__Selected excerpt__
"""

In this Section of notes we review the fundamental concepts from linear algebra surrounding the notion of a spanning set of vectors. This includes: linear independence, learning proper weights for a fixed basis set representation, orthogonal bases and representation, and projections. Reviewing these topics up front will allow us to much more effectively tackle and intuit unsupervised leaning techniques since they can be thought of as direct extensions.
Remember when thinking about data points in a multi-dimensional vector space, we can think of them simultaneously as 'dots' (as shown in the left panel) or as 'arrows' (as in the middle panel below). When thinking about spanning sets of vectors it is often helpful to visualize points in the same space using both of these conventions - i.e., some as 'dots' and others as 'arrows' as shown in the right panel. Those vectors drawn as arrows are particular points - often called a basis or spanning set of vectors - over which we aim to efficiently represent every other point in the space. Those other vectors shown as dots are those points we wish to represent over our basis / spanning set.
Lets suppose our set of input points - our dataset - is written as {$\mathbf{x}_1,\,\mathbf{x}_2,\,...,\mathbf{x}_P\}$ and lives in $N$ dimensions (that is, each point is $N$ dimensional). Moreover throughout we will assume that our dataset has been mean-centered - a simple and completely reversible operation that involves subtracting off the mean of the dataset along each input dimension - so that it straddles the origin. This sort of normalization is almost always done in practice, and is computationally inexpensive to execute.
In order for our basis / spanning set to be capable of perfectly representing all $P$ of our points it too must live in the same $N$ dimensional space. For a candidate basis / spanning set $\mathbf{c}_1,\,\mathbf{c}_2,...,\mathbf{c}_N$ to be capable of perfectly representing such generic $N$ dimensional (input) data means that for each data point a set of weights exists so that, in particular linear combination, our basis set can match each data point as
\begin{equation} \sum_{n=1}^N \mathbf{c}_n w_{n,\,p} = \mathbf{x}_p \,\,\,\,\,\,\,\,\,\,\,\,\,\,\,\,\,\,\,\,\,\,\,\, p=1...P. \end{equation}Technically speaking in order for this possibility to exist our spanning set must be linearly independent - that is, the spanning vectors do not 'overlap', they point in completely different directions in the space.

"""

__Information given__
"""

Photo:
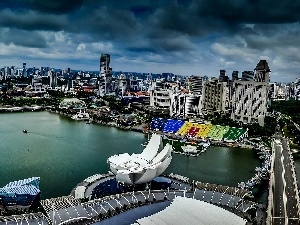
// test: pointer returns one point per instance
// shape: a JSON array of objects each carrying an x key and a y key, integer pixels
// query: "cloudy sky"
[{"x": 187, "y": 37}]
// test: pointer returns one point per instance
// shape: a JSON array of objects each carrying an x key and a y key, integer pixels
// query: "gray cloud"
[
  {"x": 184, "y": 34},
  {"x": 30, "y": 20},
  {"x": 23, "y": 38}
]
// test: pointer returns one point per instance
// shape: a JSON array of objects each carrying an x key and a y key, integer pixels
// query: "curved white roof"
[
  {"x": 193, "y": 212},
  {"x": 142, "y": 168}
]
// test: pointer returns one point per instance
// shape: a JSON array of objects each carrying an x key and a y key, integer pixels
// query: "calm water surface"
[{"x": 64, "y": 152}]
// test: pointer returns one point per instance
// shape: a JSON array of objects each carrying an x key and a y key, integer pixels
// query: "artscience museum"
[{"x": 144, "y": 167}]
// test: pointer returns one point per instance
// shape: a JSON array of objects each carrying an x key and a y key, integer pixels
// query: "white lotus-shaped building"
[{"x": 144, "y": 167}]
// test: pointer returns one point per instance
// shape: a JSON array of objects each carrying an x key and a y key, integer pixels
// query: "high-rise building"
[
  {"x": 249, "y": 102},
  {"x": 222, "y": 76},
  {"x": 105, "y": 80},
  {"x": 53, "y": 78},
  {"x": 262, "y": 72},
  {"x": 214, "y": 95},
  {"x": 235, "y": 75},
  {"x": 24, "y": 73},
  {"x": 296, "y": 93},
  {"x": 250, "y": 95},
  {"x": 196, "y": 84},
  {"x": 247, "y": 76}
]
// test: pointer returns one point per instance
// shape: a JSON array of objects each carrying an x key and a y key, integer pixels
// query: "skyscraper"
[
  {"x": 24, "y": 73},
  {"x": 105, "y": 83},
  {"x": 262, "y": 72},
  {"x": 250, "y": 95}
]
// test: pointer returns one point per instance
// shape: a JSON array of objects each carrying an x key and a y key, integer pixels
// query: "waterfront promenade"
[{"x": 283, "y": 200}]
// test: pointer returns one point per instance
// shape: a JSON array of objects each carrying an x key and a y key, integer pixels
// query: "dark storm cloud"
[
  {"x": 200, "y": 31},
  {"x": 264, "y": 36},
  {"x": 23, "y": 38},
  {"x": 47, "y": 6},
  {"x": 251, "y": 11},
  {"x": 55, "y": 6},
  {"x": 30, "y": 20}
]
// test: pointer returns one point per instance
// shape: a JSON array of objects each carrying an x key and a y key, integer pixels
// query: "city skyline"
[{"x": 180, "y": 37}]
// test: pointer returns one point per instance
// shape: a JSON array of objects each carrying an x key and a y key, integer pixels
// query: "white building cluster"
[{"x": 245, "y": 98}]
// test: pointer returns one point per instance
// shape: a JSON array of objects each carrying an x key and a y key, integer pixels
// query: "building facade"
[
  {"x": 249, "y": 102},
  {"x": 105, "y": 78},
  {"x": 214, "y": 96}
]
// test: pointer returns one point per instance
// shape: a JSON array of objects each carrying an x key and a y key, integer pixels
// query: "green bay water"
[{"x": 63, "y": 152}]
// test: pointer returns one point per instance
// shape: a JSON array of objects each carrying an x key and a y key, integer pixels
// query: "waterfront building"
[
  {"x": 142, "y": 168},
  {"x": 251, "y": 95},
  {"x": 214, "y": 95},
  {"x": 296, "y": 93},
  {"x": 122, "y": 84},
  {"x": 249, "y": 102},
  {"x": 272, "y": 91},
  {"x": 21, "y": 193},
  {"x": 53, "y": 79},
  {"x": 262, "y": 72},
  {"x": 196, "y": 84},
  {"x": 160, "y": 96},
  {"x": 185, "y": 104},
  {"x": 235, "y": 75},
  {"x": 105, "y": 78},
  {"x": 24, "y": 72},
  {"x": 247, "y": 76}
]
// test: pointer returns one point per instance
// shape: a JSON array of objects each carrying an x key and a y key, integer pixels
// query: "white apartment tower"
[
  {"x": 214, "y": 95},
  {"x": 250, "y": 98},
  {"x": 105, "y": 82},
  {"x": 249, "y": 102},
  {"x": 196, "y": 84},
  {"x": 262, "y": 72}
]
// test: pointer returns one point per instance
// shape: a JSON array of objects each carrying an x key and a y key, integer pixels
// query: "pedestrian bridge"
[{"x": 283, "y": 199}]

"""

__To be done__
a) In the excerpt on spanning sets, what does mean-centering the dataset involve?
b) Please duplicate a passage from the excerpt on spanning sets, starting at the words "Lets suppose our" and stopping after "inexpensive to execute.".
The records play no part in what comes next.

__Outputs in order__
a) Subtracting off the mean of the dataset along each input dimension.

b)
Lets suppose our set of input points - our dataset - is written as {$\mathbf{x}_1,\,\mathbf{x}_2,\,...,\mathbf{x}_P\}$ and lives in $N$ dimensions (that is, each point is $N$ dimensional). Moreover throughout we will assume that our dataset has been mean-centered - a simple and completely reversible operation that involves subtracting off the mean of the dataset along each input dimension - so that it straddles the origin. This sort of normalization is almost always done in practice, and is computationally inexpensive to execute.